-- Start of Dataset --

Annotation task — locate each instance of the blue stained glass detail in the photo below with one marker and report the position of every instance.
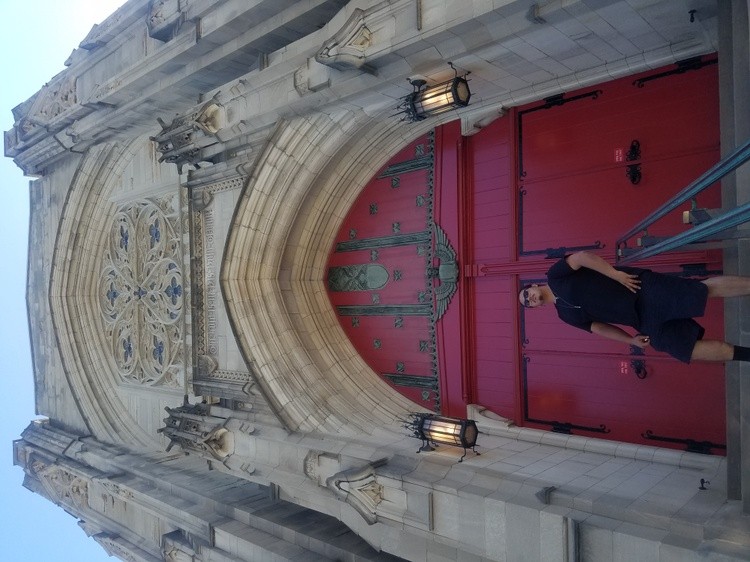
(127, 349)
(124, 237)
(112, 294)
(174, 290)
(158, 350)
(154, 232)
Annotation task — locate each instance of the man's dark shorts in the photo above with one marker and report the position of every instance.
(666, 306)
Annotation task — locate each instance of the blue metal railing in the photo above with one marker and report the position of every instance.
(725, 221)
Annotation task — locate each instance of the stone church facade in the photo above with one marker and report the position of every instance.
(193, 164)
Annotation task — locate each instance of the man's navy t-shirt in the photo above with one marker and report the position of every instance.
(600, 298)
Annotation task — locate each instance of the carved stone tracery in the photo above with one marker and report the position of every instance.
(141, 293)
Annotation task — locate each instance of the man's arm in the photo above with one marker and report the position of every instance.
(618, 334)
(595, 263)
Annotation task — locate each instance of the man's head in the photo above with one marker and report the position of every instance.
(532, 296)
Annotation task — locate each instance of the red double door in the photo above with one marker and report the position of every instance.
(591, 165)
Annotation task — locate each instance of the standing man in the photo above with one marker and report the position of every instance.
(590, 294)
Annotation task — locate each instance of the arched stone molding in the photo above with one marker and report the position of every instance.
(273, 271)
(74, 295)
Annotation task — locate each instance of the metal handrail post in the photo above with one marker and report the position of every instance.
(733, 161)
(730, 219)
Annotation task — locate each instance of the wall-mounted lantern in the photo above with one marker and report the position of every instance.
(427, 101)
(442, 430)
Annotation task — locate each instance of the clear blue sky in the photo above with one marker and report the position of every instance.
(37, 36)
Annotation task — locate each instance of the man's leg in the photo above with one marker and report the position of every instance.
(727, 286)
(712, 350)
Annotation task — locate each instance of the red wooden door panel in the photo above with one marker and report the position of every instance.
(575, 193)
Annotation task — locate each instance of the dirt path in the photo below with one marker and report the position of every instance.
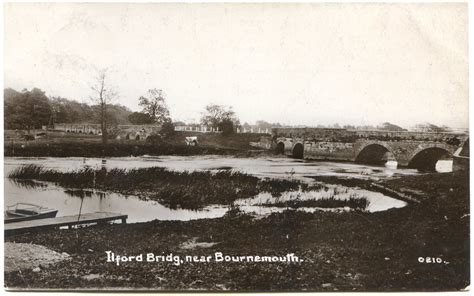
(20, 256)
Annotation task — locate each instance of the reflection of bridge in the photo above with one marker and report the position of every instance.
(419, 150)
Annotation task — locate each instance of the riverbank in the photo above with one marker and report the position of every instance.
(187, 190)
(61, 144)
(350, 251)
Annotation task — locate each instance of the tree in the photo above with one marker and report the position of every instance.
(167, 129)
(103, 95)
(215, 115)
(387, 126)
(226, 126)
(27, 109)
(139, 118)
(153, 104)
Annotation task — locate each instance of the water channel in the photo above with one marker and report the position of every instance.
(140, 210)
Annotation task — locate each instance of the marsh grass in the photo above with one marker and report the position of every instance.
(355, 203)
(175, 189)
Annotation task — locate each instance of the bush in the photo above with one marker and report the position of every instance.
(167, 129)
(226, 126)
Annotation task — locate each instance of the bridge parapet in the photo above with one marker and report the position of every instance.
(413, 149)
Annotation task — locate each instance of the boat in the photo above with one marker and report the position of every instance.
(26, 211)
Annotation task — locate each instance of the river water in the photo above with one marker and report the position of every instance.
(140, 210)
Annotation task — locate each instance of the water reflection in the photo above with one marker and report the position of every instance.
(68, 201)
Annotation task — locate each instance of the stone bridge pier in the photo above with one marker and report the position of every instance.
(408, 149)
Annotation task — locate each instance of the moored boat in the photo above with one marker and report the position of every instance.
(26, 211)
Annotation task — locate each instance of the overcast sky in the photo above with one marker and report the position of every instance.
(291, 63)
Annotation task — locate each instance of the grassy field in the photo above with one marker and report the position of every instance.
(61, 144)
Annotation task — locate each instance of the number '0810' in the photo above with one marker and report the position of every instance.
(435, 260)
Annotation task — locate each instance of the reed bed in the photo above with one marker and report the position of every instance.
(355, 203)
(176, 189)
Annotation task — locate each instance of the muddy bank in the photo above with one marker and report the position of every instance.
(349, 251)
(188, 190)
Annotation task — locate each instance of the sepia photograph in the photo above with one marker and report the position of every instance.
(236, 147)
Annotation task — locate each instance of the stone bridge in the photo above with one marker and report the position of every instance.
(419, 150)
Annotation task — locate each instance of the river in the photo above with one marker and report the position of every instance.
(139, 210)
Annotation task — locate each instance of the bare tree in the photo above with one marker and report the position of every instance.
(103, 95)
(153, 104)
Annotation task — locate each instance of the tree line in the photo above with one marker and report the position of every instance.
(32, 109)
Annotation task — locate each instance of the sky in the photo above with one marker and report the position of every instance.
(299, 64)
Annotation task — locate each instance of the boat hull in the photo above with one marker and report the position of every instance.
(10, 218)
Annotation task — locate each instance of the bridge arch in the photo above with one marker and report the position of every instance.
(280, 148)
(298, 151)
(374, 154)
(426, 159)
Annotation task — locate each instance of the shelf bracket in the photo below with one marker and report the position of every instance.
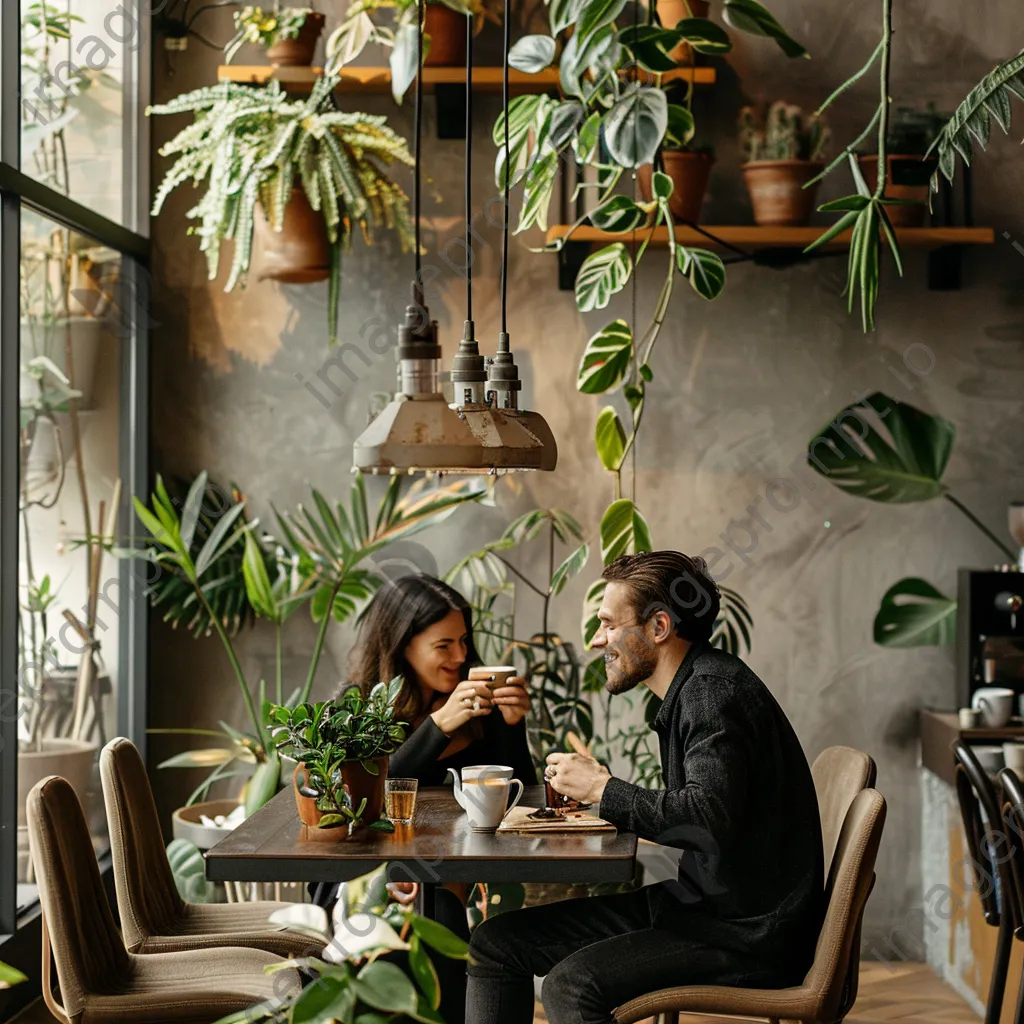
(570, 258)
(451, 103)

-- End of Dataset --
-- Start of Dataset --

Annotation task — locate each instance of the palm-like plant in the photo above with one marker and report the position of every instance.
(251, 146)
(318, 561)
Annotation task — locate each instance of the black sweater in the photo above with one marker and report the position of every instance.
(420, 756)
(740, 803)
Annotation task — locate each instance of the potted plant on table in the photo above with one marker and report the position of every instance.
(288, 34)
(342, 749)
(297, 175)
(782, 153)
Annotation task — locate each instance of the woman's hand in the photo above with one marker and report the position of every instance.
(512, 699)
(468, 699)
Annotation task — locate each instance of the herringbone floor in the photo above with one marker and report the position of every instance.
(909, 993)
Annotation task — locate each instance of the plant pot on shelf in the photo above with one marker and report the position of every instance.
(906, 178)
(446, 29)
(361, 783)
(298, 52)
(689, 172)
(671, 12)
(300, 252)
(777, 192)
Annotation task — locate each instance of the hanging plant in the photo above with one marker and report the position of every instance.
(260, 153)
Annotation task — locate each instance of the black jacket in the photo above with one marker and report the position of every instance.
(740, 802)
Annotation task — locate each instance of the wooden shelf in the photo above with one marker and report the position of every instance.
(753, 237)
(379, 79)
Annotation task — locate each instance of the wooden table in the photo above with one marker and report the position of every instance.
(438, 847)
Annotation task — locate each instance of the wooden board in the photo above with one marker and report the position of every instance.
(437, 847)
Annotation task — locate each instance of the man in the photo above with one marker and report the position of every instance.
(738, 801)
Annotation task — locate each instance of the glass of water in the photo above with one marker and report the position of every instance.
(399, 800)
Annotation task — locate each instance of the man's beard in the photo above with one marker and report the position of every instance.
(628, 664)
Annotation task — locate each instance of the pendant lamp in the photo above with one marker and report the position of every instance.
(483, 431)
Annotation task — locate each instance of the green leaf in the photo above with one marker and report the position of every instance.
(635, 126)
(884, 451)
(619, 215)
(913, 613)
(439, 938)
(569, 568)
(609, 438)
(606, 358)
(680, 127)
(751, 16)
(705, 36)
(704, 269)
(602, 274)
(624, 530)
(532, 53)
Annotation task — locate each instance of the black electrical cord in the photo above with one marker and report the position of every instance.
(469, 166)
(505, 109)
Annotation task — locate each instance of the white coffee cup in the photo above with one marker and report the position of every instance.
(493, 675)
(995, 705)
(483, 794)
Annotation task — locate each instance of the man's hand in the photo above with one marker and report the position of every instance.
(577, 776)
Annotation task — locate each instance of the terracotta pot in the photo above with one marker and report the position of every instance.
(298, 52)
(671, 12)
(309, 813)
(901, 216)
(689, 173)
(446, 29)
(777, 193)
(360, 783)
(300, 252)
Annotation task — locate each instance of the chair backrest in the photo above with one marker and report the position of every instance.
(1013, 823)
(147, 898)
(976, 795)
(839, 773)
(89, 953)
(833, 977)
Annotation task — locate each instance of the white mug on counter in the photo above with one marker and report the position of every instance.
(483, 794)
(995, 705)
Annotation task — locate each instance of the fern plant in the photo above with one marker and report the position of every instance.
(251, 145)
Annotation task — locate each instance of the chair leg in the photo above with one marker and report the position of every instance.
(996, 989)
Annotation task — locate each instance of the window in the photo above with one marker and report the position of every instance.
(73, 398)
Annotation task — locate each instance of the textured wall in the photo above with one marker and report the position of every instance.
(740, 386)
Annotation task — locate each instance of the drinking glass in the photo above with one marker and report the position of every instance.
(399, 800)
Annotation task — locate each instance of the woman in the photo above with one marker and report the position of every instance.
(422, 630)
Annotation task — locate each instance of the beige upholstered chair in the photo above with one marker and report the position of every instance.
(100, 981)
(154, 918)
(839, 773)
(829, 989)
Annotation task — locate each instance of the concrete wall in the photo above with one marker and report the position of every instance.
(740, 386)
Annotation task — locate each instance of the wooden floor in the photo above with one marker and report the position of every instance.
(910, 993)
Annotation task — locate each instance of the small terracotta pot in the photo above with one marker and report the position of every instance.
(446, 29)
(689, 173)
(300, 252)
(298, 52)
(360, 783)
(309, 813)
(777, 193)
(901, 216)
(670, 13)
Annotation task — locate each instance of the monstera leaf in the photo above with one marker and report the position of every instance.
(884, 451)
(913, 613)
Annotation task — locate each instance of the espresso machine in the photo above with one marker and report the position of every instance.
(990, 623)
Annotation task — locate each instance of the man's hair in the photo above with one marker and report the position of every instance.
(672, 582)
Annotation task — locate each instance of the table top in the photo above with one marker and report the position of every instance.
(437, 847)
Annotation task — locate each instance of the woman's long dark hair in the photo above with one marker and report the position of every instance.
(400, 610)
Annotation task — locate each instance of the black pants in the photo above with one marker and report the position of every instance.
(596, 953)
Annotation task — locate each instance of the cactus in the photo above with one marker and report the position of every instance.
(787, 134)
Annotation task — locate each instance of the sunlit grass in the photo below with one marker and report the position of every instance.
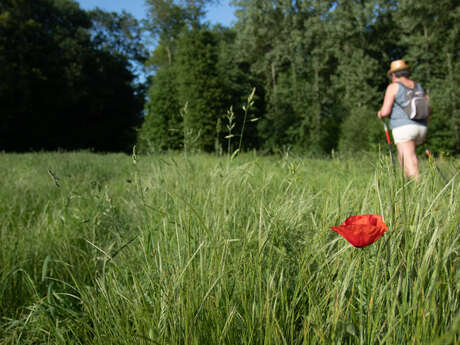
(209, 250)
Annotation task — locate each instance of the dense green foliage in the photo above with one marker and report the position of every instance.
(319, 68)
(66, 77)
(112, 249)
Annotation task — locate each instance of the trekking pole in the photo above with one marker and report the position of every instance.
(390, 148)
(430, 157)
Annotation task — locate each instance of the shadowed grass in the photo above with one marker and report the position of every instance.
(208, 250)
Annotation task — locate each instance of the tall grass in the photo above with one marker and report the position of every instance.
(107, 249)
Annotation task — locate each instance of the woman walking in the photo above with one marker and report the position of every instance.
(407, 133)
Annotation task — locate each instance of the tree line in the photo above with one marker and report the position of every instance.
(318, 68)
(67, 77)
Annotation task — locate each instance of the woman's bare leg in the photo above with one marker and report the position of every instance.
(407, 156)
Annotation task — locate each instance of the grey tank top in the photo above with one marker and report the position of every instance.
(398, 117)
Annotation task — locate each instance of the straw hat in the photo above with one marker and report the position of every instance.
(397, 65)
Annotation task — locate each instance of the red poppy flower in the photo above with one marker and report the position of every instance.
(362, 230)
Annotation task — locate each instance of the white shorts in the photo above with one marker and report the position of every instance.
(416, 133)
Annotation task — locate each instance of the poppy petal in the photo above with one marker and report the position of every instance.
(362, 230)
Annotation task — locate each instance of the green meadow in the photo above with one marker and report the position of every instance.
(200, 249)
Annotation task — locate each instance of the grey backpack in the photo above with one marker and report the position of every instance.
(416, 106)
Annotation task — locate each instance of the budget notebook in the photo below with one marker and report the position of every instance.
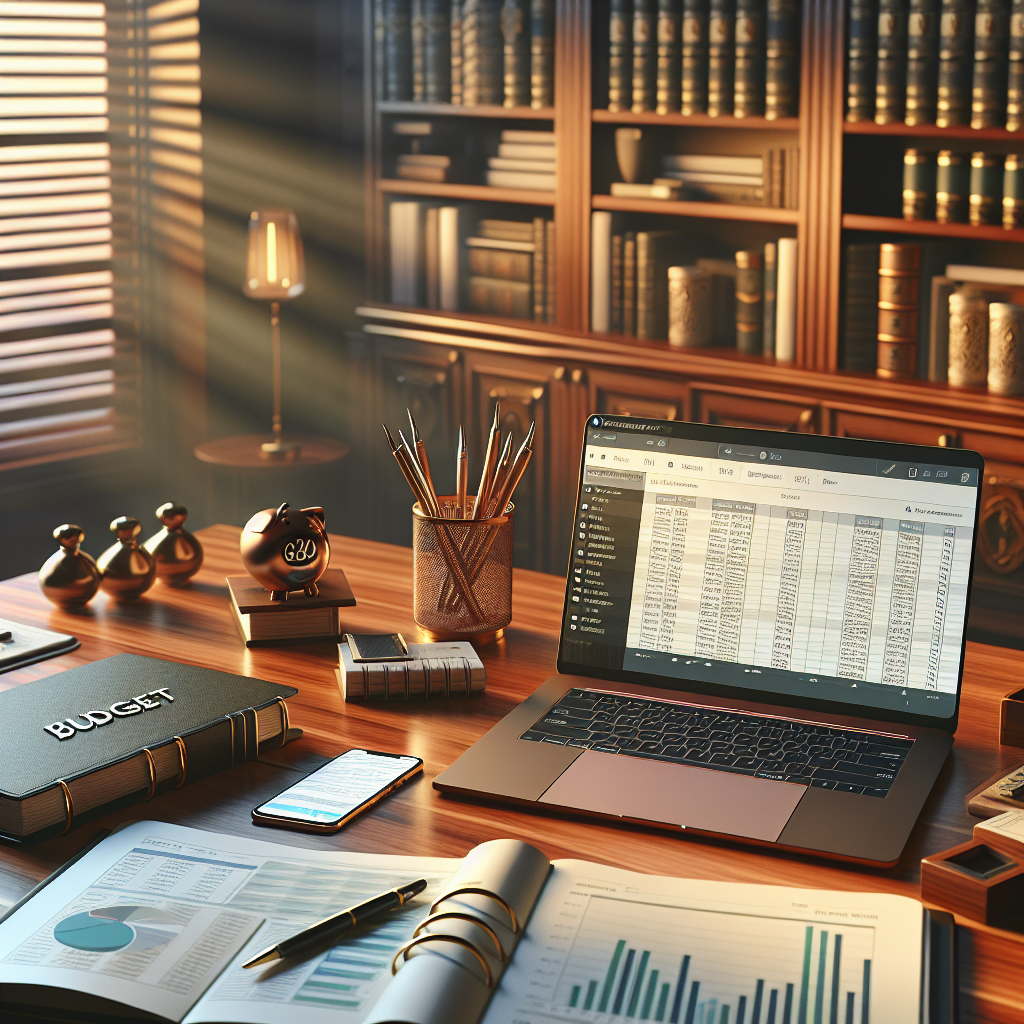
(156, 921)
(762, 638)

-- End of Dataset --

* [What the exercise asks]:
Count the lines in the records that contain the word "leaf" and give only the number.

* [Answer to this exercise]:
2